● **Exercise aim**
Would you filter the listing below so that only lines with the word "license" remain?

● **Data to examine**
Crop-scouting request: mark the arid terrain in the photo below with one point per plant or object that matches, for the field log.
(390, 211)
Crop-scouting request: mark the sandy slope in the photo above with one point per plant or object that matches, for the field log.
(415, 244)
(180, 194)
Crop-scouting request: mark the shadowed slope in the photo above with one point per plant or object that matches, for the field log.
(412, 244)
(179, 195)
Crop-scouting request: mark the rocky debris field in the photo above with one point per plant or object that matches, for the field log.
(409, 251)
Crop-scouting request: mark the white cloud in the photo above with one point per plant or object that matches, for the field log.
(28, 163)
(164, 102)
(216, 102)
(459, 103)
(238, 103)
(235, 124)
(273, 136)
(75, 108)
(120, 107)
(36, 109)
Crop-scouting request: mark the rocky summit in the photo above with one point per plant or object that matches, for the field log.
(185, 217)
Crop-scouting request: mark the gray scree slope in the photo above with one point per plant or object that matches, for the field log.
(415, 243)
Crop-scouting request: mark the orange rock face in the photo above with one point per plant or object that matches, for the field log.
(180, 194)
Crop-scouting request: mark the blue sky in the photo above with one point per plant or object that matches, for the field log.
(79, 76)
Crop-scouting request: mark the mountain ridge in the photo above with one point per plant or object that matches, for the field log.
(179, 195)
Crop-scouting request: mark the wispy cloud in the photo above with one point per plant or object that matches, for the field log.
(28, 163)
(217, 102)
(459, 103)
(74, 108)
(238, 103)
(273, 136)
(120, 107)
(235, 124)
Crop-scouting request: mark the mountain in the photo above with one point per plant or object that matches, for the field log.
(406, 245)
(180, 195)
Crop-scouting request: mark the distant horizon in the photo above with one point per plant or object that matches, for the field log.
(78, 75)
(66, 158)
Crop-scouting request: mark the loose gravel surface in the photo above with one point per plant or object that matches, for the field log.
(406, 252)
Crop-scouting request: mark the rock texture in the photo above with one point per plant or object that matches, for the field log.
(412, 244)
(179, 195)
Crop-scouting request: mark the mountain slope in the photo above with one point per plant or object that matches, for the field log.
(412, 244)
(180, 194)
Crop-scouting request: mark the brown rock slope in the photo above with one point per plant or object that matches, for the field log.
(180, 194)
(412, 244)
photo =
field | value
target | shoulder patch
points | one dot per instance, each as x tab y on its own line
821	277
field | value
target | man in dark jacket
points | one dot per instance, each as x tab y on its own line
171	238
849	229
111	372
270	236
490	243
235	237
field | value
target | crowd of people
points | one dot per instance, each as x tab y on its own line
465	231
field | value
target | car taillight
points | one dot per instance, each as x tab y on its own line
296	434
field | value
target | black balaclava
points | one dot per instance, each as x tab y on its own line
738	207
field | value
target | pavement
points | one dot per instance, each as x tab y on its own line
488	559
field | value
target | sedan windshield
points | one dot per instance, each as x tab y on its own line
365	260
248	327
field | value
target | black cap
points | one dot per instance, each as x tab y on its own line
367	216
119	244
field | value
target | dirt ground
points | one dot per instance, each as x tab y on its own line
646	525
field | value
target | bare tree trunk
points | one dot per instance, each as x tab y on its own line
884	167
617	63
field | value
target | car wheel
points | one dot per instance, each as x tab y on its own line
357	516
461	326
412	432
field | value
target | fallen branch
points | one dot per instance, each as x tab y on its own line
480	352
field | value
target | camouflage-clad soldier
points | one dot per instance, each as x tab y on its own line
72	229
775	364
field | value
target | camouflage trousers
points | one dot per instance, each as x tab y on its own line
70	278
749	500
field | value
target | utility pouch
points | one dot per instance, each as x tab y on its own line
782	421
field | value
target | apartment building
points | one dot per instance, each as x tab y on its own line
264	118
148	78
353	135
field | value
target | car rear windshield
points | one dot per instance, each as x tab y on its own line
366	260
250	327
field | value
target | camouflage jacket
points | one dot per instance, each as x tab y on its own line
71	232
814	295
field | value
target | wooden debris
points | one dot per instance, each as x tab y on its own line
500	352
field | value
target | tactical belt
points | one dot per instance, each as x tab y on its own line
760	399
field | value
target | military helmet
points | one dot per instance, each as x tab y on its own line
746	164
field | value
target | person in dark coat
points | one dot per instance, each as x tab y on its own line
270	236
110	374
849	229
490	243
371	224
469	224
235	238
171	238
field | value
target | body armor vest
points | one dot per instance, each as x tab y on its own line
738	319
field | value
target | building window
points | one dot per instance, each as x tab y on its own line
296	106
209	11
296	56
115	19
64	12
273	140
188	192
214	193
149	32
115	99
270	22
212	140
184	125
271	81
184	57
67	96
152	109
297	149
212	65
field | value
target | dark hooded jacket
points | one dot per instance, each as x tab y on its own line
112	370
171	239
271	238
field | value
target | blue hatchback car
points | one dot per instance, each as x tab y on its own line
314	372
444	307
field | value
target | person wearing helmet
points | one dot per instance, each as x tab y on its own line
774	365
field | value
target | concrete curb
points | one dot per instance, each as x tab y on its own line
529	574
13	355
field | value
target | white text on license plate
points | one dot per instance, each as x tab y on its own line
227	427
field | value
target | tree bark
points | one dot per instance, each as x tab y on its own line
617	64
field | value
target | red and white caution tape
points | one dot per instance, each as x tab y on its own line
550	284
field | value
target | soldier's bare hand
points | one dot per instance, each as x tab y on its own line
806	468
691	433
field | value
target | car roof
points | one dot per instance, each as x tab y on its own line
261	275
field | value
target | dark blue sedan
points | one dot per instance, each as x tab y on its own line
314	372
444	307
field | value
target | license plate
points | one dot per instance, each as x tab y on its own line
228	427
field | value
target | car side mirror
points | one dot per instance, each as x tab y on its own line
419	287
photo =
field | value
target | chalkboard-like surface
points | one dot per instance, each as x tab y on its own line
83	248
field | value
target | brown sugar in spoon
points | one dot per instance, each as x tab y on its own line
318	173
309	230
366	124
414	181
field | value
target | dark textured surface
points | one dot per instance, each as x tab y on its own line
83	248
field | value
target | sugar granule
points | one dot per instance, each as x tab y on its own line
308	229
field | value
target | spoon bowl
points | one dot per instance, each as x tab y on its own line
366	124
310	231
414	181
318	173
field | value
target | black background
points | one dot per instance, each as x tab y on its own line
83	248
--
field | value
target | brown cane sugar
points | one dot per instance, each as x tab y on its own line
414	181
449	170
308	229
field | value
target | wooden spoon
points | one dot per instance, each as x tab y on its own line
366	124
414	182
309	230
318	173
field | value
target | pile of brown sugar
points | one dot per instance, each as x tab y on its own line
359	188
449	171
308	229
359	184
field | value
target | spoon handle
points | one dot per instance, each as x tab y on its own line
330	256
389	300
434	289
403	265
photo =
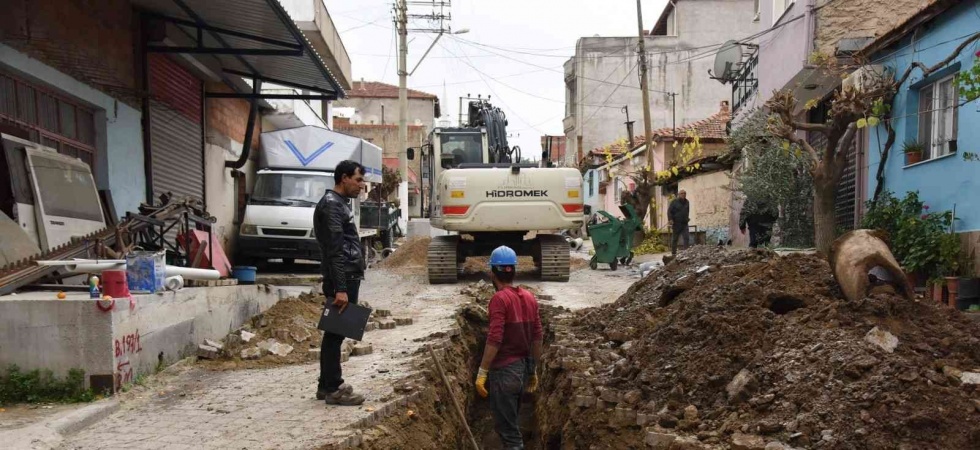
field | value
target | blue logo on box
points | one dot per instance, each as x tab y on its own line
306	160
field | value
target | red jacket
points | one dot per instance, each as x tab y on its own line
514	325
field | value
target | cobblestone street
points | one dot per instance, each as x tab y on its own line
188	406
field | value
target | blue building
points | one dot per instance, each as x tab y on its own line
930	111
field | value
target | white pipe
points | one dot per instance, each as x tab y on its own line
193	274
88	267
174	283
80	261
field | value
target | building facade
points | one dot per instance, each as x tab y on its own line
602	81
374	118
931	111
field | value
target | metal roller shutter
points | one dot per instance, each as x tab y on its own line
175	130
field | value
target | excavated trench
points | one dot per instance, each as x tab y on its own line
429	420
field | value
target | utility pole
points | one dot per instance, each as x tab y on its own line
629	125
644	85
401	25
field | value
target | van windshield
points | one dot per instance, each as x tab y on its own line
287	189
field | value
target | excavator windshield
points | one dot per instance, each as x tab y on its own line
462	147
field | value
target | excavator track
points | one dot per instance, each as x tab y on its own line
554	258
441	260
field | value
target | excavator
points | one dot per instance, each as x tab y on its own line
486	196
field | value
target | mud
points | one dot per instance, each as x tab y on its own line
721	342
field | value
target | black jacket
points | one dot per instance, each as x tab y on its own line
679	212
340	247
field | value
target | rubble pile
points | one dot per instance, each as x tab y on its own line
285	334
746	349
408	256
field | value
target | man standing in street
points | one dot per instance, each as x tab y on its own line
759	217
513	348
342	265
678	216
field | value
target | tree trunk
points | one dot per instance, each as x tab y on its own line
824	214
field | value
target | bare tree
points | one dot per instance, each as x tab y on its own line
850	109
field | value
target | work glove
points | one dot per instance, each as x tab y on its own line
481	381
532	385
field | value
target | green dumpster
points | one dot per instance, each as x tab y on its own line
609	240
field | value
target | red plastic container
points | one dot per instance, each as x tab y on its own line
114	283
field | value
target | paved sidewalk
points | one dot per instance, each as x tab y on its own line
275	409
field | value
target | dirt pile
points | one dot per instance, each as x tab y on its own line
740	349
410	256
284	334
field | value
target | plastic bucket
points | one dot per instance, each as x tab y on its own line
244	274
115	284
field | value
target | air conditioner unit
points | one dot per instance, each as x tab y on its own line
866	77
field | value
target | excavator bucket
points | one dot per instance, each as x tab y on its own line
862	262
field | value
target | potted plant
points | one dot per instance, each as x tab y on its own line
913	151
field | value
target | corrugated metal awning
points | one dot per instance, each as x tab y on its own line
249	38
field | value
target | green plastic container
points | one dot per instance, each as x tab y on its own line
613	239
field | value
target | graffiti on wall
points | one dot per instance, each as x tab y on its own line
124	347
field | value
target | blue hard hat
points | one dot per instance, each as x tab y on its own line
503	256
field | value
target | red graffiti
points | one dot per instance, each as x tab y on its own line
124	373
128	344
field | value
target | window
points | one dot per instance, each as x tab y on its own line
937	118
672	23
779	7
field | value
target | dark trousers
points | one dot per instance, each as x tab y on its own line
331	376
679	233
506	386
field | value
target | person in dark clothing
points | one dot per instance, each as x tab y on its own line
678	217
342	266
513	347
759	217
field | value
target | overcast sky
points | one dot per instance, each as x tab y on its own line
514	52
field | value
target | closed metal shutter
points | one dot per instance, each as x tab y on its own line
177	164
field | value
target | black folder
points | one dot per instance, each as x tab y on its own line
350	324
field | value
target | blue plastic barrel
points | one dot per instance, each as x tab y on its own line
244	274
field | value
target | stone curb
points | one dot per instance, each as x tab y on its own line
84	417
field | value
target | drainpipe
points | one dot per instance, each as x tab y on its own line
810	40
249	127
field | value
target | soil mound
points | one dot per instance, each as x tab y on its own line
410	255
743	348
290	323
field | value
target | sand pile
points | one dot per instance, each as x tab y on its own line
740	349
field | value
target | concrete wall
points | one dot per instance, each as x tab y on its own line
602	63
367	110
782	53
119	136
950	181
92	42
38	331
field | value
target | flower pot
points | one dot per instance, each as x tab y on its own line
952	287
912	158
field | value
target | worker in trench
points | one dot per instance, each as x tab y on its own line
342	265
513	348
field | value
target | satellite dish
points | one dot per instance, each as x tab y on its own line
---
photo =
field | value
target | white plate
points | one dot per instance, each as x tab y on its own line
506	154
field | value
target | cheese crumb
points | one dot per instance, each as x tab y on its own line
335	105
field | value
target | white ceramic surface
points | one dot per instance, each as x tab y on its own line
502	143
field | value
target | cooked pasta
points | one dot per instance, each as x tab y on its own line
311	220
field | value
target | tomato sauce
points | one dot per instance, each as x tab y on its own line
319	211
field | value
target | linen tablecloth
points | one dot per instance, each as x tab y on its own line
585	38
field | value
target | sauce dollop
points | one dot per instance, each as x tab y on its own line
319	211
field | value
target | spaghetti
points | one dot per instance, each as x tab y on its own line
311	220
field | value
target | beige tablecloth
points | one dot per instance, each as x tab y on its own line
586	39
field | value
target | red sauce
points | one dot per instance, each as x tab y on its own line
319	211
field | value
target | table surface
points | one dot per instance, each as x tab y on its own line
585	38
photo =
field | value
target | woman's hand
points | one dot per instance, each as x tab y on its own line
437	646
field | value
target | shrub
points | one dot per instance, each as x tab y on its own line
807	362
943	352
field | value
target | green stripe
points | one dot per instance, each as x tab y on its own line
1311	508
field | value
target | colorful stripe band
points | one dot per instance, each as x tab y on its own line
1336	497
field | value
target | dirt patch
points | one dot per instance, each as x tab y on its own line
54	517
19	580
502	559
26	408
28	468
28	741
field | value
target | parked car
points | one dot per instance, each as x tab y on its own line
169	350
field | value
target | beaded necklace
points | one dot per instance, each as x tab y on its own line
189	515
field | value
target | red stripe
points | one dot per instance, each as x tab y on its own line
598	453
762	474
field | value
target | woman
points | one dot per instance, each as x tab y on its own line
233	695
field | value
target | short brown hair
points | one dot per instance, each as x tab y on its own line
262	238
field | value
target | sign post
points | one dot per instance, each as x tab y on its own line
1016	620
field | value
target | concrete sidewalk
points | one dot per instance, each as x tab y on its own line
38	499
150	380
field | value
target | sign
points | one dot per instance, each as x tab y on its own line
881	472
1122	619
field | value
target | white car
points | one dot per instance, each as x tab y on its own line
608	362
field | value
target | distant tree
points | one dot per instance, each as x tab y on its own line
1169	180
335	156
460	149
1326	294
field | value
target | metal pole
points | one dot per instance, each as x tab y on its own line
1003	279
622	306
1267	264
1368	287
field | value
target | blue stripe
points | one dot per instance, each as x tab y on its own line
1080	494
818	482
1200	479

● **Reply**
target | white text on license plate
target | license plate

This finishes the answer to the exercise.